**READING PASSAGE**
There have, of course, been other big fights in the sport’s history on the first Saturday of May, but we’re talking strictly about the modern phenomenon, which De La Hoya and Floyd Mayweather took to another level in 2007, shattering pay-per-view records, which would then be shattered again eight years later by Mayweather and Manny Pacquiao.
De La Hoya got it started. The torch passed to Mayweather, with Pacquiao chiming in with fights in 2009 and 2011. Starting in 2016, it became Canelo Alvarez’s Saturday, something he was primed to take over by fighting on the Mayweather-Mosley and Mayweather-Cotto undercards in 2010 and 2012.

Point localization data:
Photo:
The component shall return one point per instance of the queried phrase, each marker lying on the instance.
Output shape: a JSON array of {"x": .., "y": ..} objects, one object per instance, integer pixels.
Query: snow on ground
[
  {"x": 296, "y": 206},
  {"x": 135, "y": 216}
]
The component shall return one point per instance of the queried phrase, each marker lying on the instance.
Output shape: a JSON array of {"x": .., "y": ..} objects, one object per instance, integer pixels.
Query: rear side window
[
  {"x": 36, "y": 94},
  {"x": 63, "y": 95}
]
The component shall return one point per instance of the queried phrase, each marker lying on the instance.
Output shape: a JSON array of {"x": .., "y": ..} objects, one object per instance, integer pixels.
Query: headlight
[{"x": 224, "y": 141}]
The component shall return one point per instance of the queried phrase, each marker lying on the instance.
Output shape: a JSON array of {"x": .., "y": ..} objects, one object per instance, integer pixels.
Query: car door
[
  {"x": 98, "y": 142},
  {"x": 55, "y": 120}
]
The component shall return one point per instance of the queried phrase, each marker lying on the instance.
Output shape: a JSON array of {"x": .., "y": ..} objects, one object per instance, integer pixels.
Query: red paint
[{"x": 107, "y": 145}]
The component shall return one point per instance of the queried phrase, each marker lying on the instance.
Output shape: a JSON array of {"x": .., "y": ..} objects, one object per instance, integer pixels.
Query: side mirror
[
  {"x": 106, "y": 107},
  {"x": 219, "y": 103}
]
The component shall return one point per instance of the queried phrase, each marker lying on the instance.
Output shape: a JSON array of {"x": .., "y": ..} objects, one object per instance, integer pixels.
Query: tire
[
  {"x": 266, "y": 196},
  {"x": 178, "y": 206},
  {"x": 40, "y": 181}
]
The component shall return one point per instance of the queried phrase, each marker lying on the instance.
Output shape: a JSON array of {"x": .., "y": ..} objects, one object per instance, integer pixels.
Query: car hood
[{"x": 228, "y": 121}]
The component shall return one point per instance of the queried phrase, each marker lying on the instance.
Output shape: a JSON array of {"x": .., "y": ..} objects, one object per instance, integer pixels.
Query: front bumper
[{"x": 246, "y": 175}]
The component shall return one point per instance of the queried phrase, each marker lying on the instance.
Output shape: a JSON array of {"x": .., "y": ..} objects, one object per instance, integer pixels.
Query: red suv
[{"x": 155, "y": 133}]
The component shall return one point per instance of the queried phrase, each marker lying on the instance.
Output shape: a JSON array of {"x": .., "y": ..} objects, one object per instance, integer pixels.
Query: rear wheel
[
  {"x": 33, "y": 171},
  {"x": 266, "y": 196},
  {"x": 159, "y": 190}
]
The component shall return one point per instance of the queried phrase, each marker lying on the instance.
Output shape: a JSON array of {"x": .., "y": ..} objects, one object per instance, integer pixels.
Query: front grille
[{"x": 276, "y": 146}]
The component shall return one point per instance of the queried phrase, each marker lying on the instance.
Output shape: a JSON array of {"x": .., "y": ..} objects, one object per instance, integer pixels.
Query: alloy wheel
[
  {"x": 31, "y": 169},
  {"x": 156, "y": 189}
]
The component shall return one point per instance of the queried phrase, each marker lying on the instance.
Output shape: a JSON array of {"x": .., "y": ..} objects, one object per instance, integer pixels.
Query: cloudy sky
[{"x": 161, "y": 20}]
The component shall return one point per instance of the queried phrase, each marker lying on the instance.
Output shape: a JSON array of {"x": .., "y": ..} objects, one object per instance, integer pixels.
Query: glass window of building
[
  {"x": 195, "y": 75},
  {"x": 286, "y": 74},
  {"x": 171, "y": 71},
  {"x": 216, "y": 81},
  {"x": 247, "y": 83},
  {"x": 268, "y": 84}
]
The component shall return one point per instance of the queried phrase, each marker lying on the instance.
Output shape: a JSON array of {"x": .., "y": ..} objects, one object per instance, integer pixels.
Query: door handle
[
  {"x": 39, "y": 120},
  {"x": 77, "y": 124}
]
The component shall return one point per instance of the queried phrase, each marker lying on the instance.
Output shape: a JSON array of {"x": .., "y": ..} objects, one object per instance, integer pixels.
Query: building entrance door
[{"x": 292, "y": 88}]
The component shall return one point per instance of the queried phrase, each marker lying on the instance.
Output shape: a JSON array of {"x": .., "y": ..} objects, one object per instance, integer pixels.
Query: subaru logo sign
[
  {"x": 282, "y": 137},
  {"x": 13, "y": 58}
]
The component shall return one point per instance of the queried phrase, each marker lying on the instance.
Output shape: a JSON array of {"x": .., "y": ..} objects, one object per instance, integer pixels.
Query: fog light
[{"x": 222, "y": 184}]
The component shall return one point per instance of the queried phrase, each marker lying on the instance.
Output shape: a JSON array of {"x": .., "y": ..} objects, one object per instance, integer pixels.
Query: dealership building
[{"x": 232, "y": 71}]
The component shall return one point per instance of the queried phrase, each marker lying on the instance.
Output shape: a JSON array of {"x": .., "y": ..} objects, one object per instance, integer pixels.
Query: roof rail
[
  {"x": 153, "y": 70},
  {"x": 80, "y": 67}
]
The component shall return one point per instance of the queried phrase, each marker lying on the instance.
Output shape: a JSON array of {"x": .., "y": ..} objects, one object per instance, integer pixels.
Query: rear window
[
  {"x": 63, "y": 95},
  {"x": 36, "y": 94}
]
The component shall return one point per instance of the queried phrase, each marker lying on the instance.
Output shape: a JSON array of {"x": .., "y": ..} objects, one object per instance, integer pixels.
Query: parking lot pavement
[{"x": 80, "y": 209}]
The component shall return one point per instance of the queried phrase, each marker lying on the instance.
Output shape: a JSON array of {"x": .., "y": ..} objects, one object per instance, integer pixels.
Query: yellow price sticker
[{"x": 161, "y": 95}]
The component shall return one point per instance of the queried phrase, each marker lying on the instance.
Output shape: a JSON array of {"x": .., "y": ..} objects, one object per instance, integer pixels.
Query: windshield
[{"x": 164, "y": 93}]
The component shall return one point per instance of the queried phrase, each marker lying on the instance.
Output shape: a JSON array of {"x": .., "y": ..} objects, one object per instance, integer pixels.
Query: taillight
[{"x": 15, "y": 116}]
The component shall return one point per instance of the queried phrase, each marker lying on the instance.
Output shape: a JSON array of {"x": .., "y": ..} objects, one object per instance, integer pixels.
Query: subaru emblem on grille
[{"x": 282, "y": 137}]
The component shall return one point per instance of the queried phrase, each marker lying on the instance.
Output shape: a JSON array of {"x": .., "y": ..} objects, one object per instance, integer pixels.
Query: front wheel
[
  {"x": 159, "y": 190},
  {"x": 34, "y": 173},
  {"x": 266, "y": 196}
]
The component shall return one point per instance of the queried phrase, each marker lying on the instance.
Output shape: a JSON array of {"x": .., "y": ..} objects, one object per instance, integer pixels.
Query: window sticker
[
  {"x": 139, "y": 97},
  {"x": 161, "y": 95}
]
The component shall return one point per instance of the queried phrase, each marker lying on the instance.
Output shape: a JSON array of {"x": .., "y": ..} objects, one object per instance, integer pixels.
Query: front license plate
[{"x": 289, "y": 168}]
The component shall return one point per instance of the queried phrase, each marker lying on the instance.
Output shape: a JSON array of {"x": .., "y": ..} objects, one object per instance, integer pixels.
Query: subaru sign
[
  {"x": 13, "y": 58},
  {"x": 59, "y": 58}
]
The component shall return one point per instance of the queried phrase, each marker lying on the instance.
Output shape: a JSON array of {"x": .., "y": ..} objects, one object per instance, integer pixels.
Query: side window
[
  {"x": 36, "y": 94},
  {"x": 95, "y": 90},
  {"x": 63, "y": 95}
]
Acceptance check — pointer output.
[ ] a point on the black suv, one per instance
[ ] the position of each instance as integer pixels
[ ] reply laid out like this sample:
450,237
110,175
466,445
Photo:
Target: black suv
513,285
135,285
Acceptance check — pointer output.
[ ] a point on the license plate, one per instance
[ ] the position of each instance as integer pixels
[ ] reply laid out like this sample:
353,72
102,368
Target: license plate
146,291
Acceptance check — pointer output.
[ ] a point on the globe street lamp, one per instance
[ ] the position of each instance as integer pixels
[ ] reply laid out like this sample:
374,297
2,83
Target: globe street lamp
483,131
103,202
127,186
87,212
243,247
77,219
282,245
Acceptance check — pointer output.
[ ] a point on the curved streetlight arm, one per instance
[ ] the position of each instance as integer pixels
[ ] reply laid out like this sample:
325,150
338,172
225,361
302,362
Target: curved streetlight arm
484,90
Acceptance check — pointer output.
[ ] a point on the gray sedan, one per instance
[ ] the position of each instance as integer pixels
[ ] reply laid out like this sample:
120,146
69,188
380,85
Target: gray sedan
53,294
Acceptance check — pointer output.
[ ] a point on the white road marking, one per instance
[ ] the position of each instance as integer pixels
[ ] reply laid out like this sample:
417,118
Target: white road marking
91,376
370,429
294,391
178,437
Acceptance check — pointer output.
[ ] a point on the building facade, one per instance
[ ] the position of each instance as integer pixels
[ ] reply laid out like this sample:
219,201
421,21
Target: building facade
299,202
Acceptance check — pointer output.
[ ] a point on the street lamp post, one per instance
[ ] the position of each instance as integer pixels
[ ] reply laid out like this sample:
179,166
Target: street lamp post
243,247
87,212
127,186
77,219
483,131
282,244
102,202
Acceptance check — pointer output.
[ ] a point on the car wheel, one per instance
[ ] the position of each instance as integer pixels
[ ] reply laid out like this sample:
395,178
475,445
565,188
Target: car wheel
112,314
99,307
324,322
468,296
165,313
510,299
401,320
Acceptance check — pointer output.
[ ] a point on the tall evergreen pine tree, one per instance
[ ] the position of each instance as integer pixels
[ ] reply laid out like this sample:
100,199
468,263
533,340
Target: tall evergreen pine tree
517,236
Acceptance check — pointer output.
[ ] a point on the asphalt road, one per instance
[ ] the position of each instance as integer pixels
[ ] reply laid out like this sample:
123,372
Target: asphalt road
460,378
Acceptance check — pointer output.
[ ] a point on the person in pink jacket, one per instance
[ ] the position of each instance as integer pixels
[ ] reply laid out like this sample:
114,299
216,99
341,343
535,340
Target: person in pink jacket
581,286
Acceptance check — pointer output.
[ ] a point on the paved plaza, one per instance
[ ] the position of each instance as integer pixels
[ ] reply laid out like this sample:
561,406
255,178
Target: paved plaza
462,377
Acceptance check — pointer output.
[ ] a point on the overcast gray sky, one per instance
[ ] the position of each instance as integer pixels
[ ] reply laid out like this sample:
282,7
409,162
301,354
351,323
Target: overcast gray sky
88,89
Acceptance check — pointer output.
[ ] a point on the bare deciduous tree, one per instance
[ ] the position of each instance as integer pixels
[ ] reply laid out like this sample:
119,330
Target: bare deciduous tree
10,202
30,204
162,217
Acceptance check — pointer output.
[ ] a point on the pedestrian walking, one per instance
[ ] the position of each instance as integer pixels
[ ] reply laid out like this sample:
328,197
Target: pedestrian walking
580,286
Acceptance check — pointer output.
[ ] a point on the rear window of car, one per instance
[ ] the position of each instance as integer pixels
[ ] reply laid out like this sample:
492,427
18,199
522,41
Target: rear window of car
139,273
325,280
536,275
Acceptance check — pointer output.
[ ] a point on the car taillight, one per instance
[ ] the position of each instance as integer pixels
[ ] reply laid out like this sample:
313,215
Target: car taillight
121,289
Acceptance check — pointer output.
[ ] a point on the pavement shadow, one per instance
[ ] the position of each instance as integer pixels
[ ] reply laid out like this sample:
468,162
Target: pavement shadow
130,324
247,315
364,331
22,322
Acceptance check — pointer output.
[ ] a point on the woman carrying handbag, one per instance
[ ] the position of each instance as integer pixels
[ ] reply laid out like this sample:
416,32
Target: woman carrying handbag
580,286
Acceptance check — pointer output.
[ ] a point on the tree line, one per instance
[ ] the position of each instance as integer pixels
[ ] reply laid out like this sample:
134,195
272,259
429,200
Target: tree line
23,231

**EXERCISE REQUIREMENTS**
1 > Quote the stretch of the boxing passage from "There have, of" through "and Manny Pacquiao.".
2 > Answer the following from the boxing passage:
(a) In what year did De La Hoya and Floyd Mayweather take the modern phenomenon to another level?
(b) In which years did Pacquiao chime in with fights?
(c) Whose Saturday did it become starting in 2016?
The lines are separate material and are unrelated to the boxing passage.

**ANSWERS IN ORDER**
1 >
There have, of course, been other big fights in the sport’s history on the first Saturday of May, but we’re talking strictly about the modern phenomenon, which De La Hoya and Floyd Mayweather took to another level in 2007, shattering pay-per-view records, which would then be shattered again eight years later by Mayweather and Manny Pacquiao.

2 >
(a) 2007
(b) 2009 and 2011
(c) Canelo Alvarez's